(Excerpts of labeled region data)

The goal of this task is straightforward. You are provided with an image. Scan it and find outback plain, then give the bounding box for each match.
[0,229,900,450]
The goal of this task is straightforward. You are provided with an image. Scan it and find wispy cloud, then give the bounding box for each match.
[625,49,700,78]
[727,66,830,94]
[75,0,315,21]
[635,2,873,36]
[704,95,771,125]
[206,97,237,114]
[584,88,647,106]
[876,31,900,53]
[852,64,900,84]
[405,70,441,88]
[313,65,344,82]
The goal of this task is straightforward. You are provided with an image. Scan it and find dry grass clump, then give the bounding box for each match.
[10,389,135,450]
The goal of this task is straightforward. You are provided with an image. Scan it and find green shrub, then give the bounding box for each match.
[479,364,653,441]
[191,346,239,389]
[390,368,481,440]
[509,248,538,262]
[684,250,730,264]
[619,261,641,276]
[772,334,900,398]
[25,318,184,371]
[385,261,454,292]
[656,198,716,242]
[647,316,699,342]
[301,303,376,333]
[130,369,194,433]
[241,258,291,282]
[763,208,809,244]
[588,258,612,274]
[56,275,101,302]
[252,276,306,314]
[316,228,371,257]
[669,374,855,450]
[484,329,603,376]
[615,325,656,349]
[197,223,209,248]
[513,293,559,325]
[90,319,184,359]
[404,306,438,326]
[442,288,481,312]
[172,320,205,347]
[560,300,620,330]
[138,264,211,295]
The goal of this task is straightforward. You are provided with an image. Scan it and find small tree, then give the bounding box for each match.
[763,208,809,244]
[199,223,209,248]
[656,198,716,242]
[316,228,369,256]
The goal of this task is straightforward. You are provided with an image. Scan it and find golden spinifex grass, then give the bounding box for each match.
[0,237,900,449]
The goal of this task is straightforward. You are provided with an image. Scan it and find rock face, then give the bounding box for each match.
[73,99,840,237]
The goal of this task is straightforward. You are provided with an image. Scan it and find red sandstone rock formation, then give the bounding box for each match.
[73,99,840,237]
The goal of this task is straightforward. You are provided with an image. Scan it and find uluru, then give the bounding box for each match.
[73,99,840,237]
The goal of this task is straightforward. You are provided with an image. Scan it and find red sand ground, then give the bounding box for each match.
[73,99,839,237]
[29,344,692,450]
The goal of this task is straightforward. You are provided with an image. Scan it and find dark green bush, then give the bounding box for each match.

### WHAT TO DO
Reproduce the stretch from the line containing "and find rock" through the last line, keeping every line. Add -74 to each bounding box coordinate.

### THE SOLUTION
The goal of this task is straightforward. You are provided with an image. Scan it and find rock face, then give the bounding box for each match.
[-1,25,766,163]
The goal of this task is straightforward. You are provided with an image. Scan it and find red sandstone rock formation, then give the bounding box for each match.
[-1,25,766,163]
The goal of this task is straightforward. You are provided with an image. Scan it and find uluru, then give the bounding box for each match.
[-1,25,766,163]
The goal of this task is straightforward. You are provided with an image. Scan it and find red sand ground, then give the bounding box for each match.
[-1,25,765,163]
[-45,270,618,376]
The goal of this task is straightforward. You are provided with an image. Scan it and find dark green bush, then give the bounding box for each match.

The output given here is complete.